The result is surprisingly poignant, and it's enough to make you think that we
didn't get our sensitivity from Morrissey or R.E.M.; we got it from Rick Astley
("Together Forever," done by the Softies, from Portland, Oregon) or even Bonnie
Tyler (Green and Asthana emote away on "Total Eclipse of the Heart"). I was
impressed by a tune I didn't recognize called "Holiday" (done by St. Louis's
Bunnygrunt) and was afraid I'd been tricked into liking a Journey song or
something. Turned out it was an obscure soundtrack song by the very credible
Lindsey Buckingham. Whew.
------------------------------------
- TASKS TO CARRY OUT -
[1] In the review excerpt, which band performs "Together Forever"?
[2] Please transcribe the review excerpt, everything from "The result is" down to "Lindsey Buckingham. Whew.".
The records have no connection to the review excerpt.
------------------------------------
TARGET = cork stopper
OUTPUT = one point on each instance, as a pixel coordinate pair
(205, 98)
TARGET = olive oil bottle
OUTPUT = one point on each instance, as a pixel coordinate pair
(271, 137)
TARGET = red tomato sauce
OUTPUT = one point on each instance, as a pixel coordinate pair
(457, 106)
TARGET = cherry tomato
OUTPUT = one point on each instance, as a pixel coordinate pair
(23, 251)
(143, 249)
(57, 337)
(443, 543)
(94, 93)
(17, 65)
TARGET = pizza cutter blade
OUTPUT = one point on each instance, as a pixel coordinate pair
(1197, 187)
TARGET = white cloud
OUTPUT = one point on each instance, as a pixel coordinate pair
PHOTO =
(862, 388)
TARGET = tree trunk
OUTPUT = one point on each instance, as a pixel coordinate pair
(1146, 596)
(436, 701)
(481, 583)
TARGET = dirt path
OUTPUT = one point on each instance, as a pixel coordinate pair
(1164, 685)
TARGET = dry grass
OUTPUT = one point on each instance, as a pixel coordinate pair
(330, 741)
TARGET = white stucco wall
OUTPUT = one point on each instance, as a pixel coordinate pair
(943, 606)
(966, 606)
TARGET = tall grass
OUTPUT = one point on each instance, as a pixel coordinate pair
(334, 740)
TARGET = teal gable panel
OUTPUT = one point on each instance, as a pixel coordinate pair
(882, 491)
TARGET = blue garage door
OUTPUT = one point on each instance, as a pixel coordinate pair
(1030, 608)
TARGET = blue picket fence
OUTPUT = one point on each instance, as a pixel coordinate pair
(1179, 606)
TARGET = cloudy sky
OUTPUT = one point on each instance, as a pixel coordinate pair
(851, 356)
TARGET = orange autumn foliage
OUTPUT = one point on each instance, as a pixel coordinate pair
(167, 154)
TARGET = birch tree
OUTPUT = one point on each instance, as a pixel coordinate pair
------------------------------------
- OUTPUTS FOR THE TASKS -
[1] The Softies, from Portland, Oregon.

[2]
The result is surprisingly poignant, and it's enough to make you think that we
didn't get our sensitivity from Morrissey or R.E.M.; we got it from Rick Astley
("Together Forever," done by the Softies, from Portland, Oregon) or even Bonnie
Tyler (Green and Asthana emote away on "Total Eclipse of the Heart"). I was
impressed by a tune I didn't recognize called "Holiday" (done by St. Louis's
Bunnygrunt) and was afraid I'd been tricked into liking a Journey song or
something. Turned out it was an obscure soundtrack song by the very credible
Lindsey Buckingham. Whew.